PASSAGE TO READ -
Ainay /fr/ is an area within the Presqu'ile district in the 2nd arrondissement of Lyon, to the south of Place Bellecour and the north of Perrache. It is best known for its Romanesque church, the Basilica of Saint-Martin d'Ainay. A high-class area, bourgeoise, in the city centre, its buildings mainly date to the Bourbon Restoration era. It now houses the 2nd arrondissement's town-hall, as well as many shops along its pedestrianised main street, Rue Victor-Hugo. It is served by the Metro station Ampère - Victor Hugo.

Several hypotheses have been raised as to its name, which may be linked to Athanase (Athanasius) or, more doubtfully, to Athena.

==History==
The present basilica of Saint-Martin d'Ainay was previously the monastic church of Ainay Abbey. A rampart was built between 1313 and 1324 to protect the abbey's lands at the request of abbot Jean II de la Palud. The ramparts were strengthened in 1544, but this did not stop the Huguenots from devastating the abbey's archives, church and part of its cloister and the ramparts were later destroyed after 1777 to link the area with a new district built on land reclaimed from the river.

RECORDED DATA -
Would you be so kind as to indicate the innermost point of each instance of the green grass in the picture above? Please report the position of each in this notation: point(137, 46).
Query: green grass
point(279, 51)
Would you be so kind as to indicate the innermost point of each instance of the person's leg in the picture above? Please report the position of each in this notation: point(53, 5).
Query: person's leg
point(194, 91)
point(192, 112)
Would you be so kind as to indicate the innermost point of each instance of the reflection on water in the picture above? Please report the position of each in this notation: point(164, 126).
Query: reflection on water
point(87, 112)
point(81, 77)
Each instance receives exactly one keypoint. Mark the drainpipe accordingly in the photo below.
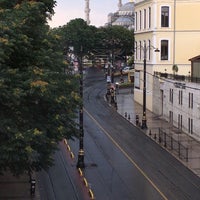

WORK TO COMPLETE -
**a)** According to the passage about Ainay, during which years was the rampart protecting the abbey's lands built?
**b)** From the passage about Ainay, quote the stretch from "Ainay /fr/ is" through "- Victor Hugo.".
**c)** Continue the passage about Ainay from the point where it stops.
The records are from a different source than the passage about Ainay.

RESPONSES -
**a)** Between 1313 and 1324.

**b)**
Ainay /fr/ is an area within the Presqu'ile district in the 2nd arrondissement of Lyon, to the south of Place Bellecour and the north of Perrache. It is best known for its Romanesque church, the Basilica of Saint-Martin d'Ainay. A high-class area, bourgeoise, in the city centre, its buildings mainly date to the Bourbon Restoration era. It now houses the 2nd arrondissement's town-hall, as well as many shops along its pedestrianised main street, Rue Victor-Hugo. It is served by the Metro station Ampère - Victor Hugo.

**c)**
Palud also built an abbatial palace which hosted several kings of France during the 16th century, when the French royal court was still itinerant rather than having a permanent base in Versailles or Paris. In 1536 the court set up home in Lyon, whilst Francis I of France was gathering his troops to the south-east of Avignon to face Charles V's invasion of Provence. On 2 August that year the dauphin Francis played at a jeu de paume court "pré[s] d'Ainay" and, getting overheated, drank a glass of iced water which proved fatal (he died a few days later at Tournon-sur-Rhône, aged 18). This event may have dissuaded Francis I from making Lyon his capital despite it being en route to his Italian Wars, though a street in the district is named rue François Dauphin after him. The abbots' palace was destroyed during the French Revolution.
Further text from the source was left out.